## SUPPLIED TEXT
* * * *
The Entertainment Software Rating Board (ESRB) assigns age-based rating symbols and content descriptors that appear on video game boxes to inform consumers about game content, according to background information in the article. Although games rated M (for "mature") are intended for ages 17 years and older, the Federal Trade Commission reported that in 2002 consumers purchased almost 40 percent of M-rated video games for children younger than age 17 years. The FTC also reported that 69 percent of unaccompanied children aged 13 to 16 years were able to purchase M-rated video games.

Kimberly M. Thompson, Sc.D., and colleagues from the Harvard School of Public Health, Boston, played and analyzed M-rated video games in order to assess their content and compared it to the ESRB descriptions accompanying each game. The researchers randomly selected to play 25 percent of 147 identified M-rated video games. After recording one hour of play, the researchers then divided the game into one-second intervals and analyzed them for violence, blood, sex, profanity, gambling and drug and alcohol content.
* * * *
## SUPPLIED DATA

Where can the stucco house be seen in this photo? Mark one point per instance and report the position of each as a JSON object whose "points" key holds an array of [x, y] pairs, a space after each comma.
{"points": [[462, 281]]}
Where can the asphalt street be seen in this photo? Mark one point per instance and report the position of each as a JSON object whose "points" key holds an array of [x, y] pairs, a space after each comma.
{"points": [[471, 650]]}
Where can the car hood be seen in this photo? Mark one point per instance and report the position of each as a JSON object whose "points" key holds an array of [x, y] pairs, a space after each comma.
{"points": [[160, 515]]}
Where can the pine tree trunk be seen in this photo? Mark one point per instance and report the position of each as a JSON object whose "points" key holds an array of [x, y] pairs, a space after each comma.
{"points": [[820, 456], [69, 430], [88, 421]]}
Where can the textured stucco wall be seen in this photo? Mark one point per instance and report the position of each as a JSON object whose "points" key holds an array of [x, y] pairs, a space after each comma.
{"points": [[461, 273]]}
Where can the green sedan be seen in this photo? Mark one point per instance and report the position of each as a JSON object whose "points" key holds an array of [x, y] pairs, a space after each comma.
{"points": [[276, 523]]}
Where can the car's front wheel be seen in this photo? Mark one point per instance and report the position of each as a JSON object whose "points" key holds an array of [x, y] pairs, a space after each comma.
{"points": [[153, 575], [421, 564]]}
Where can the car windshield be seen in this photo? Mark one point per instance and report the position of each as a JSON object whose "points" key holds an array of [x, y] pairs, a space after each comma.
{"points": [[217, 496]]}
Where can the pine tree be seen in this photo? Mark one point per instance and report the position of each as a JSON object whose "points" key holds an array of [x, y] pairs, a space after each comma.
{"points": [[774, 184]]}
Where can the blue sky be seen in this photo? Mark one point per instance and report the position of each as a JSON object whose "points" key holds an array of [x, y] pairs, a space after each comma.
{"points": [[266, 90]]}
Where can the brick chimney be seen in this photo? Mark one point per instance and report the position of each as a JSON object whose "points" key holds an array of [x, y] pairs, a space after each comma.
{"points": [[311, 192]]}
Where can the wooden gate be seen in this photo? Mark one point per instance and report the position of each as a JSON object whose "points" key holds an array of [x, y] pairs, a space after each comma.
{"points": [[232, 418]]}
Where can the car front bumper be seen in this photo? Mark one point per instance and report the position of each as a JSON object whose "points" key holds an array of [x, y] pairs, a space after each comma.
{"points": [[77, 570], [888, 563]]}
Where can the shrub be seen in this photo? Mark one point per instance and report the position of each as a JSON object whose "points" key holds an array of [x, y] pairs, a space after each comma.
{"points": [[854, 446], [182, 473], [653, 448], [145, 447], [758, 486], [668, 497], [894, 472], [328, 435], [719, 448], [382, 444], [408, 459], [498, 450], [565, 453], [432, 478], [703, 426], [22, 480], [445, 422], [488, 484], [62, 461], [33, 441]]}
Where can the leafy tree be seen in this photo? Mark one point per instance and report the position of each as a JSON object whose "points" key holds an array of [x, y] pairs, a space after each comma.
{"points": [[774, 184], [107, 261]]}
* * * *
## COMPLETE THE FOLLOWING
• a. According to the passage on M-rated video games, what percentage of unaccompanied children aged 13 to 16 were able to buy M-rated video games?
• b. Continue the passage on M-rated video games, starting after its final sentence.

## ANSWER SET
• a. 69 percent.

• b.
Of the 36 M-rated games played, nearly all received content descriptors for violence and blood and contained violence and blood. In approximately 42 hours of video game playing, the researchers observed 6,011 characters deaths due to violence, occurring at an average rate of 145 character deaths per hour; this included 4,268 human deaths, occurring at an average rate of 104 human deaths per hour. "M-rated video games are significantly more likely to contain blood, profanity and substances; depict more severe injuries to human and nonhuman characters; and have a higher rate of human deaths than video games rated T (for 'teen')," the authors write.

"These results confirm that the presence of an ESRB content descriptor means that game players likely will find the indicated content in the game but that parents should not interpret the absence of a content descriptor to mean the absence of content," they conclude. "Parents and physicians should recognize that popular M-rated games contain a wide range of unlabeled content and may expose children and adolescents to messages that may negatively influence their perceptions, attitudes and behaviors."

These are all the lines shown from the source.